PROMPT: Copy the material below without alteration, from its first line through the line containing "[65,82,79,178]", inclusive.

DATA SECTION:

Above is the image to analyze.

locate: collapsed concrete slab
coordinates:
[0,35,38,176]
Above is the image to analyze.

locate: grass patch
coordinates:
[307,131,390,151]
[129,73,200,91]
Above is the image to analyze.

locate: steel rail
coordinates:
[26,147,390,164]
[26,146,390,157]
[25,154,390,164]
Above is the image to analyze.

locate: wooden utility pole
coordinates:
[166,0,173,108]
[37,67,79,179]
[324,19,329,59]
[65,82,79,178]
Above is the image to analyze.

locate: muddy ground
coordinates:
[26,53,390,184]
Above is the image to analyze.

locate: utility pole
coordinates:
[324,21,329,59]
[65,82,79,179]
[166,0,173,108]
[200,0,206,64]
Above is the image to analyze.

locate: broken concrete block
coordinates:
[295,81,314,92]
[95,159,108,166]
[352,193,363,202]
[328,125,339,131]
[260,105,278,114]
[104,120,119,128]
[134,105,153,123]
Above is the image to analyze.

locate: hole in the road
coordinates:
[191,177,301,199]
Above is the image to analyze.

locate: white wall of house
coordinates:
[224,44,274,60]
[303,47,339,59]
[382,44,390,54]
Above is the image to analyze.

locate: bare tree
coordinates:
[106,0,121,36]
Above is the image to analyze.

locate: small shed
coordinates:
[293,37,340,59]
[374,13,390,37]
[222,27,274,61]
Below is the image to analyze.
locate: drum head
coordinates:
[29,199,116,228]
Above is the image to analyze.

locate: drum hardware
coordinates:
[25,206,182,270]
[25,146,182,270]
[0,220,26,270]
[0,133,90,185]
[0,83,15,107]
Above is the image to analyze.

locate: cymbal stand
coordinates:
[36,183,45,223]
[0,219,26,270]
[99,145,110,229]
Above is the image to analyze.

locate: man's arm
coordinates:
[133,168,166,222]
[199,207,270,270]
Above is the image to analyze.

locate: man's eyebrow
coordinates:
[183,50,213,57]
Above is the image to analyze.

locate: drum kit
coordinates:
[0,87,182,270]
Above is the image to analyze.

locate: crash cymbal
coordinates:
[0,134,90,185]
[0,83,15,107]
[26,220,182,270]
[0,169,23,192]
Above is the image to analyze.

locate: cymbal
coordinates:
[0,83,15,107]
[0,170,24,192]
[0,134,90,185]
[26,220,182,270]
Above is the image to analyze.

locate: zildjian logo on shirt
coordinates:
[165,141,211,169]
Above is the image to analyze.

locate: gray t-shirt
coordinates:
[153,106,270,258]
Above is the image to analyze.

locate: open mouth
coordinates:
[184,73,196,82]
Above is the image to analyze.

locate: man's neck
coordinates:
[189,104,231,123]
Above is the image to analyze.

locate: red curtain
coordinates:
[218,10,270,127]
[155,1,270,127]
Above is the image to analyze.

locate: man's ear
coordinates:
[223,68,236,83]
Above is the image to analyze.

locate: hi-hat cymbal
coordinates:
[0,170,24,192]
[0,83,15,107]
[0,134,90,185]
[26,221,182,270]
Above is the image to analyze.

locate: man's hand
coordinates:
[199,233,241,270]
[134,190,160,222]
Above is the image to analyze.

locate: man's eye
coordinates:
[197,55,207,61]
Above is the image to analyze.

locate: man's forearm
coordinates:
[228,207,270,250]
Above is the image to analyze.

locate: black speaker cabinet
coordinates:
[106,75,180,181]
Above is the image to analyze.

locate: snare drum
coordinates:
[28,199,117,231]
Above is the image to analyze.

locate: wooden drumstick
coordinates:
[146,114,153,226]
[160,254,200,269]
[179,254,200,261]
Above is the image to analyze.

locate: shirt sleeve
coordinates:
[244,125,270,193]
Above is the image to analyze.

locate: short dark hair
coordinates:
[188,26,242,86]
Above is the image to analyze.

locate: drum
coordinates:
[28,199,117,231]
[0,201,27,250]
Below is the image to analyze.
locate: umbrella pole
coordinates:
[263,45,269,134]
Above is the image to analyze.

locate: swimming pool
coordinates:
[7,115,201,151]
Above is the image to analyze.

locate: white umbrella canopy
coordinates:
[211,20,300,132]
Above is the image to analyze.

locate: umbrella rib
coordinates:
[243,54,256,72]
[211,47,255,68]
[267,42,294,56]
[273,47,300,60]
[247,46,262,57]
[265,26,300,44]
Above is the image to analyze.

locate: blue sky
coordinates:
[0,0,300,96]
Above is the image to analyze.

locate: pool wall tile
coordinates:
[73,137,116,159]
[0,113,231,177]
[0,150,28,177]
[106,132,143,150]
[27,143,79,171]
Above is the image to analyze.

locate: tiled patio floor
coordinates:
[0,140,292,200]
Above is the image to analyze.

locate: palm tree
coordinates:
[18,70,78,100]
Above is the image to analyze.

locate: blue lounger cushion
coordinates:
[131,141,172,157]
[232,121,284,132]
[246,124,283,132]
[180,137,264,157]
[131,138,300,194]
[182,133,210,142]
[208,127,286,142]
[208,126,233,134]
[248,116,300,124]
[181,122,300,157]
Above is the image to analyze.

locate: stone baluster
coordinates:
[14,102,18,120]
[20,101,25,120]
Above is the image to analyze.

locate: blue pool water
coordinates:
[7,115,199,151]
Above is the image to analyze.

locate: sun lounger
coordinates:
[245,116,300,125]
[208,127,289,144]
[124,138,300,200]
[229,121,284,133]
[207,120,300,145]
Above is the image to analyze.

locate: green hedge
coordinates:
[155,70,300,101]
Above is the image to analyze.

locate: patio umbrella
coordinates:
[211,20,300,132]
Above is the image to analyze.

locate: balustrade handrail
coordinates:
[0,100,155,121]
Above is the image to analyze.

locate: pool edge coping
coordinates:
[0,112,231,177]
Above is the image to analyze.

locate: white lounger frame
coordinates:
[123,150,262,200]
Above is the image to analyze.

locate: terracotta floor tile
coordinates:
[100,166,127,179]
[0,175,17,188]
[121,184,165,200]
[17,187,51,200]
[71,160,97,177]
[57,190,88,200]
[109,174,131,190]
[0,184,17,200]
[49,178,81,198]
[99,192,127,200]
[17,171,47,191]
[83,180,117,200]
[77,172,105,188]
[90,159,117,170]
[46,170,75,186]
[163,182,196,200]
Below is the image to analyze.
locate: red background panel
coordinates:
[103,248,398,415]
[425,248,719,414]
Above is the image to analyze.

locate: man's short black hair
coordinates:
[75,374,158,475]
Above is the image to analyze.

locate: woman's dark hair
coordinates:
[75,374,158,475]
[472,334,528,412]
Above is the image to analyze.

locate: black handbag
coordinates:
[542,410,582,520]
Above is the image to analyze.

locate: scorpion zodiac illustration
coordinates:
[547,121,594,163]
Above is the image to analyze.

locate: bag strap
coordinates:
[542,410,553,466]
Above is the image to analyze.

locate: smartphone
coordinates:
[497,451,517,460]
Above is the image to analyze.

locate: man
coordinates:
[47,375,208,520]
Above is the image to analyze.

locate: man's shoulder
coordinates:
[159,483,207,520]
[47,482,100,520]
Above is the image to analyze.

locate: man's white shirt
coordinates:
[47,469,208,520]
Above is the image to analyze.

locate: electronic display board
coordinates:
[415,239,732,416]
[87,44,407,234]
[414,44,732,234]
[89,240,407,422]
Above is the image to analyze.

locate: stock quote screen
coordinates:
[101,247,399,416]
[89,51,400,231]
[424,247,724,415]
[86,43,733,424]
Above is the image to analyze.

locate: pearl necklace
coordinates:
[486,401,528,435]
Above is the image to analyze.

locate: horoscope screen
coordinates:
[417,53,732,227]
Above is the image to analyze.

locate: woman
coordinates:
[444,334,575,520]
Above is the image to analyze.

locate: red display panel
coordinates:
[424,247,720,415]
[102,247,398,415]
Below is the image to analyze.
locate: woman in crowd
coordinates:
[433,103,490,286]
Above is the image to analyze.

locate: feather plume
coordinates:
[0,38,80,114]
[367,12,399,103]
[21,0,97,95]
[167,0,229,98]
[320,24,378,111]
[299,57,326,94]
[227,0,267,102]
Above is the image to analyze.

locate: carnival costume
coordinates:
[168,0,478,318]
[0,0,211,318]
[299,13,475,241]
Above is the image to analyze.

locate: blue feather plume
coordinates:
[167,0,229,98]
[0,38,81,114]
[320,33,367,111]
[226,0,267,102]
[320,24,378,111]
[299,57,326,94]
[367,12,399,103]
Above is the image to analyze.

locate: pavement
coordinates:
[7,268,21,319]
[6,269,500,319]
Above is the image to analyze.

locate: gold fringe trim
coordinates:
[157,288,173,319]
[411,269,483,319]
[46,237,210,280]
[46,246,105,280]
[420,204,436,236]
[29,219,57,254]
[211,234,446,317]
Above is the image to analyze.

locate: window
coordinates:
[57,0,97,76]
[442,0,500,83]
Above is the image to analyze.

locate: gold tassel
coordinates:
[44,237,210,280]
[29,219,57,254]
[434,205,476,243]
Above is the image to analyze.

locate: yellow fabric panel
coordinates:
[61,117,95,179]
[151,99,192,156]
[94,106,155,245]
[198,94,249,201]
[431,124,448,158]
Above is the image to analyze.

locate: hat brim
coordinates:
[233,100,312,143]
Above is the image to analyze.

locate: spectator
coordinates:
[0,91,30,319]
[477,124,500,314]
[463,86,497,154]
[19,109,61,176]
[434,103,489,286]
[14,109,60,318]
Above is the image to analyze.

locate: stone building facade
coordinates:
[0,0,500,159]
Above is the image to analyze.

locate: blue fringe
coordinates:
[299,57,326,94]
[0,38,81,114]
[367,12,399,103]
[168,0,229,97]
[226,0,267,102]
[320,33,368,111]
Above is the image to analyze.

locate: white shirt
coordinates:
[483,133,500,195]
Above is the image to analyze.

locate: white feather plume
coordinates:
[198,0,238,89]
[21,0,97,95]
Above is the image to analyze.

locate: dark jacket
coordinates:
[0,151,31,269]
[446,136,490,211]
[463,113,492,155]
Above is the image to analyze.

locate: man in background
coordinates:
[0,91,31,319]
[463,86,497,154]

EXPECTED ANSWER:
Above is the image to analyze.

locate: collapsed concrete slab
coordinates:
[0,35,38,176]
Above is the image to analyze.

locate: grass patch
coordinates:
[307,131,390,151]
[129,73,200,91]
Above is the image to analyze.

locate: steel rail
coordinates:
[26,147,390,164]
[26,146,390,157]
[25,154,390,164]
Above is the image to analyze.

locate: wooden utility pole
coordinates:
[166,0,173,108]
[37,67,79,179]
[324,19,329,59]
[65,82,79,178]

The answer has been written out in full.